_SELECTED PASSAGE_:

---

The directors shall be elected annually by the stockholders by ballot unless otherwise provided in the Articles of Organization. The directors shall hold office until their successors are respectively elected and qualified. No director need be a stockholder. The number of directors which shall constitute the whole board shall be not less than three nor more than five. The number of directors for each corporate year shall be fixed by vote at the meeting at which they are elected but the stockholders may, at any special meeting held for the purpose during any such year, increase or decrease (within the limits above specified) the number of directors as thus fixed, and elect new directors to complete the number so fixed, or remove directors to reduce the number of directors to the number so fixed. Except as otherwise provided by law, newly created directorships resulting from any increase in the authorized number of directors may be filled, if the vote of the stockholders which creates such new directorships so provides, by a majority of the directors then in office, though less than a quorum, and the directors so chosen shall hold office until the next annual election and until their successors shall be duly elected and qualified, unless sooner displaced. Any director may resign at any time upon written notice to the corporation.

 

ARTICLE VIII

 

Executive Committee

 

The board of directors may, by resolution or resolutions passed by a majority of the whole board, designate not fewer than three nor more than five of their number, of whom the chairman of the board shall be one, to constitute an executive committee to serve during the pleasure of the board of directors. The board of directors, by like resolution or resolutions, may appoint alternate members of the executive committee to serve in the temporary absence or disability of any member, may remove at any time, without notice, any member (except the chairman of the board) or alternate of the executive committee, and may elect another member or appoint another alternate in place of the member or alternate so removed.

---

_STORED DATA_:
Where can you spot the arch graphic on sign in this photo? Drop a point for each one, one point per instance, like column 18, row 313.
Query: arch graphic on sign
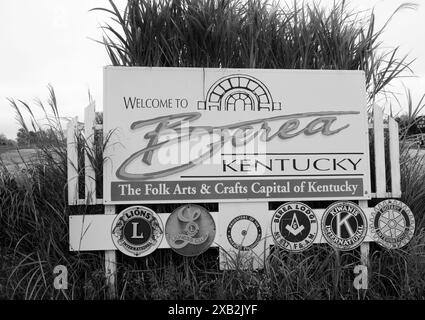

---

_WRITTEN EXERCISE_:
Extend the bylaws passage on directors and the executive committee, not the material, beginning right after its last sentence.

_TASK RESPONSE_:
 

In all cases in which specific directions shall not have been given by the board of directors, the executive committee shall have and may exercise all of the powers of the board of directors, so far as may be permitted by law, in the management of the business and affairs of the corporation whenever the board of directors is not in session. The fact that the executive committee has acted shall be conclusive evidence that the board of directors was not in session at the time of such action and had not theretofore given specific directions with respect to the matters concerning which the executive committee took action, unless actual notice to the contrary shall have been given. The board of directors may delegate to the executive committee any or all of the powers of the board of directors in the management of the business and affairs of the corporation and may from time to time extend, modify, curtain or restrict the powers so delegated. The executive committee shall report its acts and proceedings to the board of directors at each regular meeting of the board and at such other time or times as the board of directors shall request.

 

The executive committee may meet at stated times, or on not less than twenty-four hours’ notice given to all by any one of their own number personally or in the manner provided in Article X of these by-laws.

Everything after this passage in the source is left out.